COSA FARE: Nel brano sul Sinodo, leggi la frase che comincia con «Una chiesa universale». Elenca tutte le caratteristiche che questa frase attribuisce alla chiesa.

Sinodo significa “camminare insieme” e, nelle sacre scritture indica la marcia delle carovane dove ognuno è custode e custodito del suo vicino di cammino e dove l’autorità deve essere in ascolto delle necessità di ognuno per garantire il procedere di tutti verso la meta.
Il Sinodo
Il Papa scomparso lunedì ha voluto il Sinodo sulla sinodalità. A orecchio profano suona come uno scioglilingua ma è la chiave del pontificato di Francesco. Dal 2021 ad oggi, infatti, a Sinodo ancora in corso, l’assemblea dei credenti è chiamata a dire come ritiene che la Chiesa debba camminare “in carovana”, uscendo nel mondo dopo secoli e secoli di verticale autoreferenzialità (dottrinale e pastorale) . Un lunghissimo lavoro di ascolto reciproco, sui territori e a livello centrale, in cui Bergoglio non solo ha inteso dare parola al popolo di Dio ma ha voluto edificare una Chiesa-carovana nella quale gerarchia ecclesiastica e primato petrino camminano insieme al popolo, servendosi ed orientandosi a vicenda. Una chiesa universale, diffusa, fatta di cuori periferici, all’unisono con il cuore di Roma e in simpatia con ogni ferita umana.

I DATI:

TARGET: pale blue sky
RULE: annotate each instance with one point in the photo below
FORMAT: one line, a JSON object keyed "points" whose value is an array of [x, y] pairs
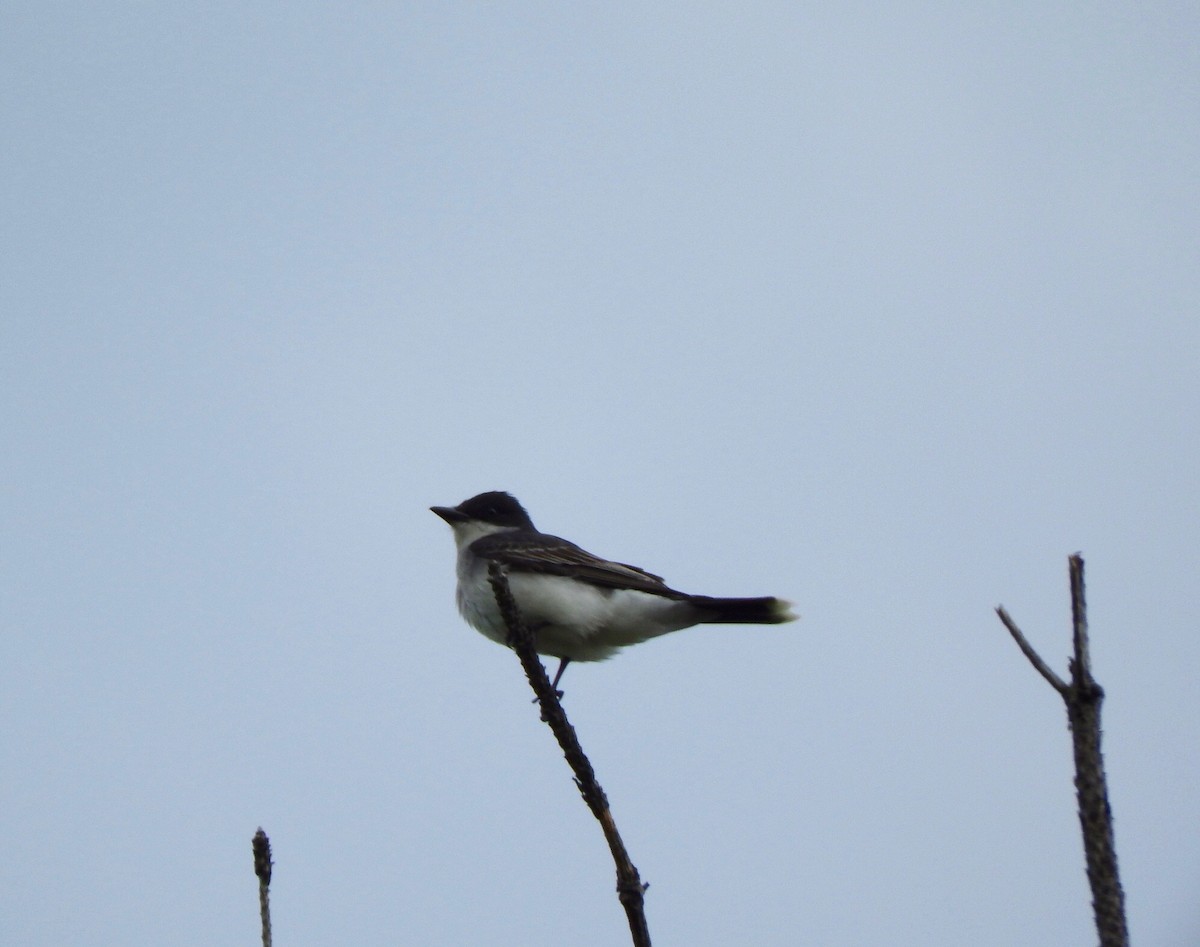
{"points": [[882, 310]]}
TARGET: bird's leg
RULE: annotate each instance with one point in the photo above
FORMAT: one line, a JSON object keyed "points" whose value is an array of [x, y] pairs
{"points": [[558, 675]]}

==

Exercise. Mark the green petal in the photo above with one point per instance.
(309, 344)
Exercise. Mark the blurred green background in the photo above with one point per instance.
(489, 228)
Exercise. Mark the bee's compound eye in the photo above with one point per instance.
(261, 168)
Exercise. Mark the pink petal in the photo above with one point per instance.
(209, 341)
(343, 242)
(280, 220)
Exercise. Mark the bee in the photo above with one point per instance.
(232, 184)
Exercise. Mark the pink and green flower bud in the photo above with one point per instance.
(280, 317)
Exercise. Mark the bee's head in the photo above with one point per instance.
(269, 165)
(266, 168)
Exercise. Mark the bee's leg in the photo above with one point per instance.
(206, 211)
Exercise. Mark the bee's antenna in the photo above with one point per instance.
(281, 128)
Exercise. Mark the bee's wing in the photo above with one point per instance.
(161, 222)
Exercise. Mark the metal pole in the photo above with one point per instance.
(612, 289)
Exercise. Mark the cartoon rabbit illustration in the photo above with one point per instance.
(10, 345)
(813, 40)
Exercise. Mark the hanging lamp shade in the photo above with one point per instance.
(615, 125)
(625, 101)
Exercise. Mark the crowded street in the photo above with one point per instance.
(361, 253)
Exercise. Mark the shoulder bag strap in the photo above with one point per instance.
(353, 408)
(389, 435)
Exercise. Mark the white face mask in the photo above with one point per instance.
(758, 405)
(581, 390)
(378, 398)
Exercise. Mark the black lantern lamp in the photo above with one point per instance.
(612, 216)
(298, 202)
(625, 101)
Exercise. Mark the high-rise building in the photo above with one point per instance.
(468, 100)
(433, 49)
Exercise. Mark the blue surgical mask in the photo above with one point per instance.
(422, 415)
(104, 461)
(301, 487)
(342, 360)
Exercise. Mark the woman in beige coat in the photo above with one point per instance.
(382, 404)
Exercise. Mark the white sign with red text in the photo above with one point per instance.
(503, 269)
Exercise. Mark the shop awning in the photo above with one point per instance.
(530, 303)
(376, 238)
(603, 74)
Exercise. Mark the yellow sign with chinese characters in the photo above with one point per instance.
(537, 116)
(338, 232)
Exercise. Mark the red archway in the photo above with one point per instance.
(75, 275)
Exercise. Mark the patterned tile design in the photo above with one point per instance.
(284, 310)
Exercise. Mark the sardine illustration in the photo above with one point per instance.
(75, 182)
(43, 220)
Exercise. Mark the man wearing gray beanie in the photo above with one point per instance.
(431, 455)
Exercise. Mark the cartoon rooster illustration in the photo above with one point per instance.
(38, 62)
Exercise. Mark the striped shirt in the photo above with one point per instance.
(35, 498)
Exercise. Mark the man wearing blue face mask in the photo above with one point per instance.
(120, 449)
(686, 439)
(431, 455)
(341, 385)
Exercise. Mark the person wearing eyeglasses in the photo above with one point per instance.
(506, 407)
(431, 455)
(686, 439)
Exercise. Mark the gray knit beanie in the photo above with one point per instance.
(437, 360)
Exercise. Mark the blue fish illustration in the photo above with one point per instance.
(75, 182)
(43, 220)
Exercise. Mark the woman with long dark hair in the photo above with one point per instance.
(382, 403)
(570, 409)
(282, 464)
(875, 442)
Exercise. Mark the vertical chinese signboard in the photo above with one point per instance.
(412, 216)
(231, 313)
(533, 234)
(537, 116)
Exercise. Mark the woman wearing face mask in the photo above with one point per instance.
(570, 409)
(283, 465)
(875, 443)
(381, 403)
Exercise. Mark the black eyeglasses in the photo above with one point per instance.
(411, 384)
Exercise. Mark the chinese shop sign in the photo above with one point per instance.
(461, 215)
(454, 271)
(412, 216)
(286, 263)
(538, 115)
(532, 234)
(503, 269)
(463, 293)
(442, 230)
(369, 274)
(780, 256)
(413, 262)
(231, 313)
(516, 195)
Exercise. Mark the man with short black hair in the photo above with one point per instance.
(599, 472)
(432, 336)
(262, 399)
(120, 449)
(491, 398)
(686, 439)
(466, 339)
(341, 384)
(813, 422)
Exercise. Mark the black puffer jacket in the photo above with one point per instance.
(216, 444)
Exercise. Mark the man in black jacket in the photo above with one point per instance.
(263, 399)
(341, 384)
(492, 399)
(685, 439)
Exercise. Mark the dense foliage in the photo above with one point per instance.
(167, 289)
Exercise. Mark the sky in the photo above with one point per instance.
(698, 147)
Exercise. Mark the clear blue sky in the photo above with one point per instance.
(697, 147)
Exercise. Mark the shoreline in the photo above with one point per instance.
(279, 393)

* * *

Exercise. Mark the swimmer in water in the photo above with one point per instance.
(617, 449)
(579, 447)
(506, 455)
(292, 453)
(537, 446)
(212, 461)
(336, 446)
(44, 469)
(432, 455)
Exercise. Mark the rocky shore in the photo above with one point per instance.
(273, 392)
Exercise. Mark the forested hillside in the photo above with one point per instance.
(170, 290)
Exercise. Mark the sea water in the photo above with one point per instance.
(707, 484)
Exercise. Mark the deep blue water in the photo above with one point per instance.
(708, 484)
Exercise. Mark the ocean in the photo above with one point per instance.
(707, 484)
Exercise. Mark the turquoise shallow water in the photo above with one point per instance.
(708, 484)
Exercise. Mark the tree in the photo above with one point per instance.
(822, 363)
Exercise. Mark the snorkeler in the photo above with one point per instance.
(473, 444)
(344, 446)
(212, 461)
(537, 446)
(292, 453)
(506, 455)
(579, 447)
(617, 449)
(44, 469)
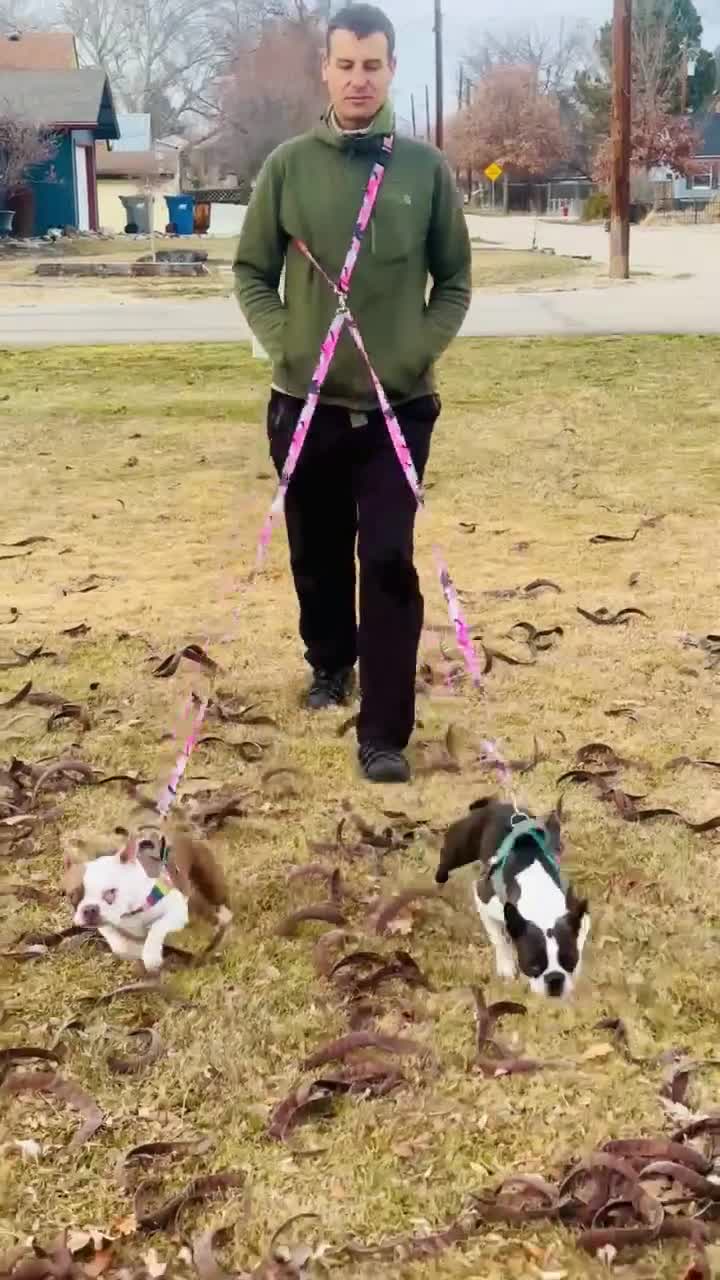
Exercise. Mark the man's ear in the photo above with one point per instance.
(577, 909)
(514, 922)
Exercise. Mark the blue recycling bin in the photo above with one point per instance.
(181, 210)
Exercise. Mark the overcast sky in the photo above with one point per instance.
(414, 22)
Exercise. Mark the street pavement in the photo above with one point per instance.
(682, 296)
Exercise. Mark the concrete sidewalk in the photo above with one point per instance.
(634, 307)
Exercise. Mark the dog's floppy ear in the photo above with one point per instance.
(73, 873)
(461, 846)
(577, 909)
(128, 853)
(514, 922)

SOLUZIONE:
- universale
- diffusa
- fatta di cuori periferici
- all'unisono con il cuore di Roma
- in simpatia con ogni ferita umana